En el texto sobre las utopías feministas, ¿en qué momento empezó Wright a interesarse por las alternativas emancipadoras al capitalismo?

» Texto
◇ ◇ ◇ ◇
UTOPÍAS FEMINISTAS: IGUALITARISMO FUERTE Y SOCIEDAD SIN GÉNERO


Como señalaba, a principios de los años noventa Wright comenzó a interesarse por la reflexión sobre las alternativas emancipadoras al capitalismo, y en los años siguientes esas utopías reales desplazaron al análisis de clase del centro de su trabajo. Ese cambio de programas de investigación se ha interpretado a veces como un salto entre dos proyectos independientes y desconectados (Burawoy, 2020), pero es posible rastrear las continuidades entre ambos y entender el segundo como una respuesta a los problemas e interrogantes que había suscitado el primero (Krippner, 2019; Seidman, 2020).

Para Wright, el interés por el estudio de la estructura de clases de las sociedades capitalistas avanzadas había radicado en su convicción de que representaba una condición necesaria para comprender los procesos de formación de actores políticos de clase y proponer, de este modo, un proyecto socialista viable. No obstante, como señala Krippner (2019), “conforme el proyecto empírico de Erik se fue haciendo más ambicioso y su mapa de las posiciones de clase, más elaborado, comenzó a albergar dudas cada vez mayores de que su trabajo pudiera cosechar los frutos políticos que había anticipado inicialmente” 7 (p. 4). Igualmente, el reconocimiento de la importancia de las posiciones mediadas de clase en la experiencia vital de la gente llevó a Wright a replantearse tanto los objetivos emancipadores del socialismo como las vías posibles para alcanzarlos (Seidman, 2020). A principios de los noventa, este reconocimiento coincidía con la desintegración del bloque soviético y el descrédito de los enfoques más deterministas de la tradición marxista.

El artículo “Explanation and Emancipation in Marxism and Feminism” refleja su creciente preocupación por “desarrollar una teoría más positiva y más sistemática de la sociedad sin clases” (Wright, 1983) que fuera capaz de relanzar el proyecto emancipador socialista en ese contexto adverso. Pero es también una prueba de la influencia que tuvo el feminismo en esta empresa: el objetivo era contrastar ambas tradiciones de teoría social emancipadora, con el fin de “precisar mejor nuestra comprensión de los dilemas a los que se enfrenta el marxismo hoy” (Wright, 1983).
◇ ◇ ◇ ◇
Registros de identificación de posiciones:
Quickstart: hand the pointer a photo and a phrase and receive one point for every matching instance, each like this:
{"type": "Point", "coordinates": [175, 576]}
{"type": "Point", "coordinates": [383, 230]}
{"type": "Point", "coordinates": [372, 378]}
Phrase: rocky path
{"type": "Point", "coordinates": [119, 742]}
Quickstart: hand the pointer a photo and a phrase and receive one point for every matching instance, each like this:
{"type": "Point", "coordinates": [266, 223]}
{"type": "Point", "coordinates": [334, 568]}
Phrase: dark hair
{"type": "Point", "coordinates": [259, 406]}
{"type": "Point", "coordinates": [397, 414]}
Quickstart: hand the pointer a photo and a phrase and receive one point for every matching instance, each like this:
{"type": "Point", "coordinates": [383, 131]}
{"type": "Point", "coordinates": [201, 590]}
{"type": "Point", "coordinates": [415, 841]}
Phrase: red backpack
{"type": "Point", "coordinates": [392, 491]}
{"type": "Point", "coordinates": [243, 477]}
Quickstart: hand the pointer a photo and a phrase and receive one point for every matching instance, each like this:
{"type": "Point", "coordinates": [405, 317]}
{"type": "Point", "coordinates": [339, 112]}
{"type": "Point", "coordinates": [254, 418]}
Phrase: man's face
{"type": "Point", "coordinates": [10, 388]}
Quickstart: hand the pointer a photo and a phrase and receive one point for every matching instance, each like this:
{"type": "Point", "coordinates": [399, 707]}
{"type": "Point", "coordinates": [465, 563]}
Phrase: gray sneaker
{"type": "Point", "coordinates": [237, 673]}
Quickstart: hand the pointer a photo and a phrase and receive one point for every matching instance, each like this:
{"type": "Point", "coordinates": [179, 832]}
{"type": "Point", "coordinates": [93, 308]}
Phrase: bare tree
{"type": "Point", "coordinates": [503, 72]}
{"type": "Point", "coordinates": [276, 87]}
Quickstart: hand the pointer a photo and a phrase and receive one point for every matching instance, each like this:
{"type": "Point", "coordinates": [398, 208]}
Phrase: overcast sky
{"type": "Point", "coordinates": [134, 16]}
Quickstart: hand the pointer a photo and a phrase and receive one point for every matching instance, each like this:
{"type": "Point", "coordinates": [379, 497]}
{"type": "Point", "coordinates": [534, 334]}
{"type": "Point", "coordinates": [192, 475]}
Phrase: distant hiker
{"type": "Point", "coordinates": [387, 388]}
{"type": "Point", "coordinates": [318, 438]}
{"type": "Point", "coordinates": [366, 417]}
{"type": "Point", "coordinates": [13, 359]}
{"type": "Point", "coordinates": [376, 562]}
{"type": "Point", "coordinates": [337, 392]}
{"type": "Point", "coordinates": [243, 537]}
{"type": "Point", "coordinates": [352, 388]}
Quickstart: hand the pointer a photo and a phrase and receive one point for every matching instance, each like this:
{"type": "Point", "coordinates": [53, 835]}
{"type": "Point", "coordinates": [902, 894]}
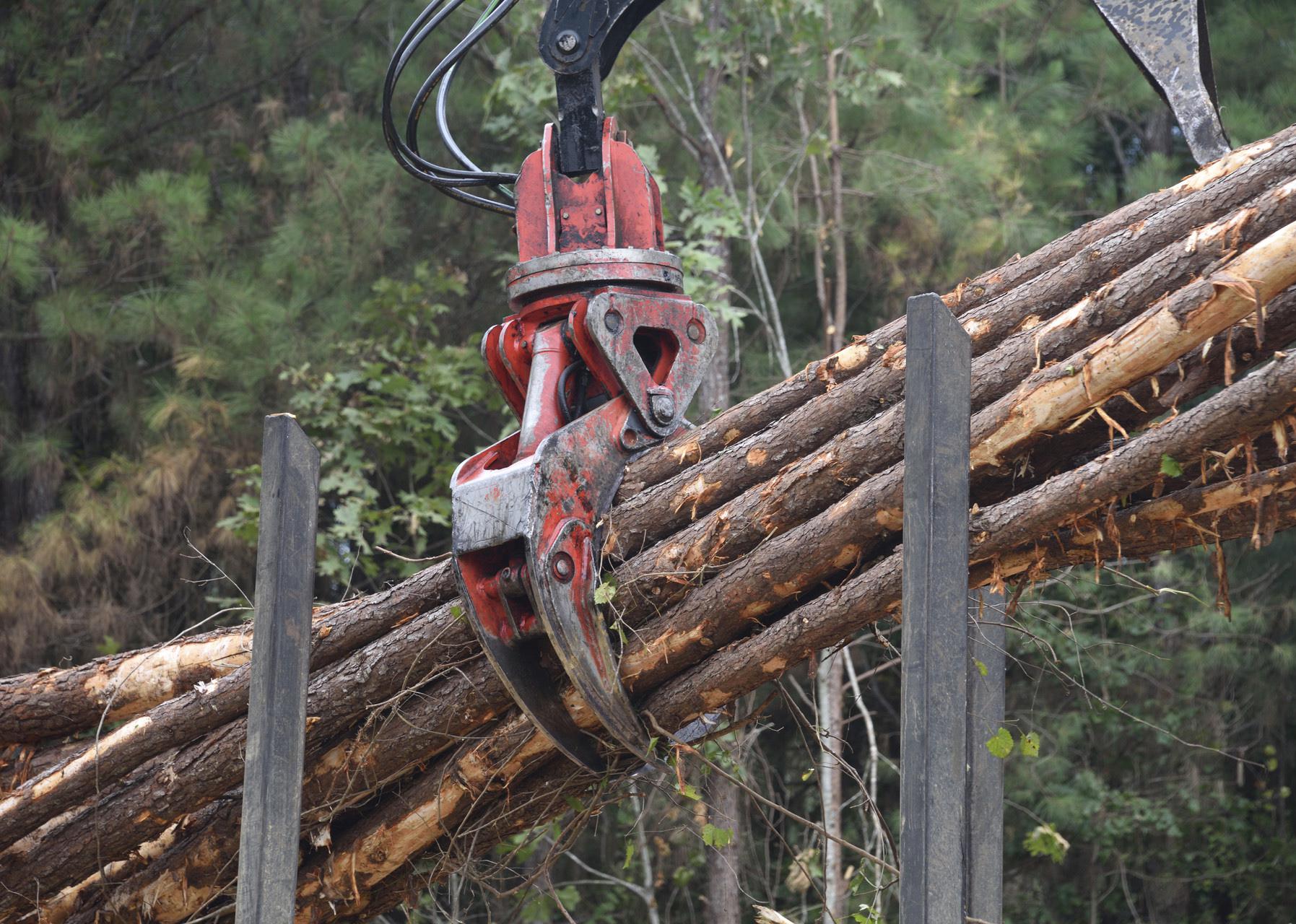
◇ ◇ ◇ ◇
» Respuesta completa
A principios de los años noventa.